Data for the task -
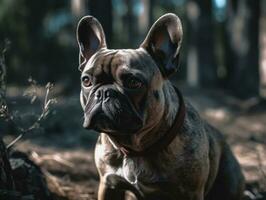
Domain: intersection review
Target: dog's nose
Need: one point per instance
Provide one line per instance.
(105, 94)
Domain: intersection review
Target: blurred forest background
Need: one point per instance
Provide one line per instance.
(222, 72)
(224, 41)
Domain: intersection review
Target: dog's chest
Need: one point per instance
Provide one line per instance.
(137, 169)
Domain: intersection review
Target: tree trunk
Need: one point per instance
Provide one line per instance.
(102, 10)
(201, 63)
(242, 52)
(6, 178)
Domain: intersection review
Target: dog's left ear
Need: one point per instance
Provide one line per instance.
(90, 37)
(163, 43)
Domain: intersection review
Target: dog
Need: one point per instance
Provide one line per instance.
(152, 144)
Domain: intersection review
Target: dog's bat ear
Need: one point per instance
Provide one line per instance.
(90, 37)
(163, 43)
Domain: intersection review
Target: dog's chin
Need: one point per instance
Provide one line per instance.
(101, 123)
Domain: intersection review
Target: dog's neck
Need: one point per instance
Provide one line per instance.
(149, 135)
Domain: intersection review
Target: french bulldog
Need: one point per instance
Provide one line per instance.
(152, 143)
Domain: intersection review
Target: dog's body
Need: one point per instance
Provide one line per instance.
(126, 95)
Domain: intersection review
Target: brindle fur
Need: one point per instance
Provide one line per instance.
(197, 165)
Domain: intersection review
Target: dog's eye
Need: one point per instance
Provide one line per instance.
(86, 81)
(133, 83)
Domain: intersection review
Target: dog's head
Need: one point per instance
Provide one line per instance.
(122, 90)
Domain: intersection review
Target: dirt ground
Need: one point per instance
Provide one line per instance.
(64, 150)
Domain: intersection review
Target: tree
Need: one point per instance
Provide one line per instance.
(102, 10)
(201, 63)
(242, 47)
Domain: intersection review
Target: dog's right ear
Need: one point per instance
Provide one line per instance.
(90, 37)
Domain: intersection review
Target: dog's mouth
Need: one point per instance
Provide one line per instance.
(111, 120)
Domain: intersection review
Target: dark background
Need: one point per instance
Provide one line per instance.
(224, 40)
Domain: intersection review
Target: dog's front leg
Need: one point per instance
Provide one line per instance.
(105, 192)
(113, 187)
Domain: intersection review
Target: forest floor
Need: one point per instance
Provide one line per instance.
(64, 150)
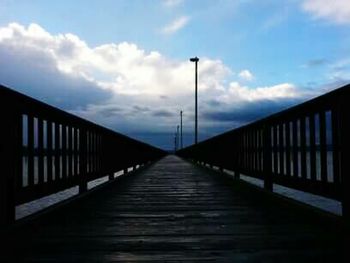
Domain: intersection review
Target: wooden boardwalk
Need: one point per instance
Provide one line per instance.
(175, 211)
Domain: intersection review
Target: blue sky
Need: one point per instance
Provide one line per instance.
(124, 64)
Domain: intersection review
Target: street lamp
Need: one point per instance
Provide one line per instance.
(181, 144)
(195, 59)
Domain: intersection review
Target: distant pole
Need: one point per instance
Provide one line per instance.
(181, 130)
(195, 59)
(177, 137)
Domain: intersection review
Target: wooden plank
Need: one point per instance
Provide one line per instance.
(70, 152)
(312, 147)
(57, 152)
(335, 145)
(267, 157)
(49, 151)
(303, 163)
(30, 150)
(323, 146)
(288, 149)
(76, 151)
(275, 150)
(295, 148)
(281, 148)
(40, 151)
(176, 209)
(64, 151)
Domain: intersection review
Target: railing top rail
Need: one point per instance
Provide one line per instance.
(324, 100)
(21, 102)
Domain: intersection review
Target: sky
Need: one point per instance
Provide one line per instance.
(124, 64)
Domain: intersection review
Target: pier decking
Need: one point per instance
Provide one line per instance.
(176, 211)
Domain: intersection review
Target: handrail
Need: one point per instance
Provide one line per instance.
(304, 147)
(44, 150)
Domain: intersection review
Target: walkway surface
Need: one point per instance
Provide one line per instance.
(175, 211)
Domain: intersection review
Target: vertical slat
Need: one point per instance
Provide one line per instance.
(20, 151)
(281, 148)
(70, 151)
(41, 151)
(344, 144)
(94, 152)
(275, 150)
(258, 150)
(49, 150)
(323, 146)
(303, 147)
(57, 152)
(335, 144)
(312, 147)
(64, 151)
(288, 168)
(10, 160)
(83, 160)
(76, 151)
(295, 149)
(268, 179)
(30, 150)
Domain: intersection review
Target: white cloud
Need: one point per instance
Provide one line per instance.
(175, 25)
(276, 92)
(336, 11)
(119, 84)
(172, 3)
(246, 75)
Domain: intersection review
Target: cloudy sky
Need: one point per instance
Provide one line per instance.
(124, 63)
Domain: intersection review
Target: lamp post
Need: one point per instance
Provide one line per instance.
(181, 144)
(177, 137)
(195, 59)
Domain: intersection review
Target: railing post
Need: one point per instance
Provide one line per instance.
(9, 155)
(83, 161)
(110, 176)
(267, 160)
(344, 143)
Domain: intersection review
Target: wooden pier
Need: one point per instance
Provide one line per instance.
(173, 212)
(171, 208)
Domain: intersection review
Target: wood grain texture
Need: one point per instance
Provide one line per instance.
(174, 211)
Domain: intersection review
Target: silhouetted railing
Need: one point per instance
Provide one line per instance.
(305, 147)
(44, 150)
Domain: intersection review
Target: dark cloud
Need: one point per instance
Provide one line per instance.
(214, 103)
(162, 113)
(35, 74)
(250, 111)
(141, 108)
(111, 111)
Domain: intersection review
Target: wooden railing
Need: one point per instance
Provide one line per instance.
(44, 150)
(305, 147)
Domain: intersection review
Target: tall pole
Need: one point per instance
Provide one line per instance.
(177, 137)
(195, 59)
(181, 130)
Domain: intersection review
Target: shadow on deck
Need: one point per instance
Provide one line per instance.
(175, 211)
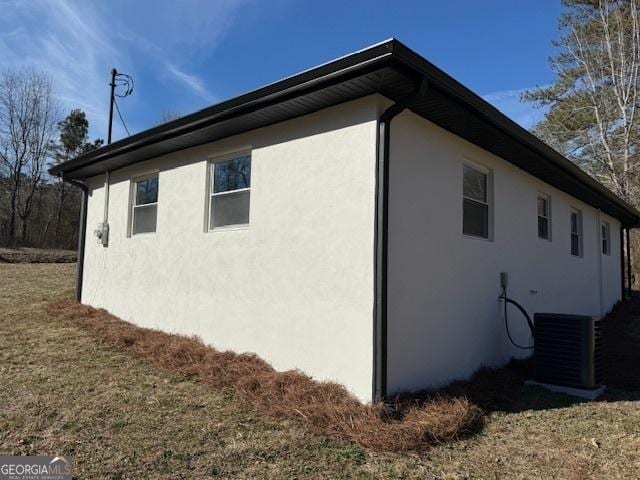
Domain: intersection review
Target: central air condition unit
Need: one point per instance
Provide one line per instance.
(568, 351)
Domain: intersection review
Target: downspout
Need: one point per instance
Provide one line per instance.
(622, 281)
(600, 282)
(629, 284)
(81, 234)
(381, 240)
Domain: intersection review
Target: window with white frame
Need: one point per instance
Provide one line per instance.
(606, 238)
(475, 201)
(576, 232)
(544, 217)
(144, 204)
(230, 191)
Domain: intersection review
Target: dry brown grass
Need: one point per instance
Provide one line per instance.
(36, 255)
(121, 417)
(323, 407)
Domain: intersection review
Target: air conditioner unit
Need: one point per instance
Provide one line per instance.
(568, 351)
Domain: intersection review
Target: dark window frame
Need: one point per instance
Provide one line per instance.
(135, 206)
(473, 201)
(212, 194)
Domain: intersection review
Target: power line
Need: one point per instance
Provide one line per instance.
(120, 115)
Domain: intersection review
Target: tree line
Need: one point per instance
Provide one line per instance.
(37, 210)
(592, 105)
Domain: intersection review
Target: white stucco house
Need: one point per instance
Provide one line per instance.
(351, 221)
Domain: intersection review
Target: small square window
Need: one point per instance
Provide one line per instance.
(475, 202)
(606, 238)
(544, 217)
(230, 193)
(144, 205)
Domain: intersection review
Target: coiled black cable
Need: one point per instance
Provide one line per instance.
(507, 300)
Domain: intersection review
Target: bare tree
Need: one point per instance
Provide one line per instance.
(594, 100)
(28, 118)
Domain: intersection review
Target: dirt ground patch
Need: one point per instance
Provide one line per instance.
(36, 255)
(64, 391)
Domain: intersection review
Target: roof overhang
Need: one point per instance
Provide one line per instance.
(389, 69)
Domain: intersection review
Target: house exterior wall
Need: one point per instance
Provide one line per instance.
(444, 317)
(295, 287)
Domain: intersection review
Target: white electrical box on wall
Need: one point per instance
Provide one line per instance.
(102, 234)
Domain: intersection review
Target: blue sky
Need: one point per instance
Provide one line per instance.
(185, 55)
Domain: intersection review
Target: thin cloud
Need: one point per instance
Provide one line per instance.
(192, 81)
(508, 102)
(78, 42)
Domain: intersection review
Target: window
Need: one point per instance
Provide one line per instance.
(144, 205)
(576, 233)
(230, 192)
(475, 202)
(544, 217)
(606, 238)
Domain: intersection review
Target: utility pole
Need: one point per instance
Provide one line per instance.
(114, 72)
(118, 80)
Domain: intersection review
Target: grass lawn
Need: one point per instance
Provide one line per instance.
(62, 392)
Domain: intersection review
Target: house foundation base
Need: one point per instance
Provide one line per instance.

Task goal - Report every line in the entries above that contains the word "wooden", treating case as significant.

Exercise answer -
Target: wooden boardwalk
Target: wooden plank
Target: wooden pier
Target: wooden railing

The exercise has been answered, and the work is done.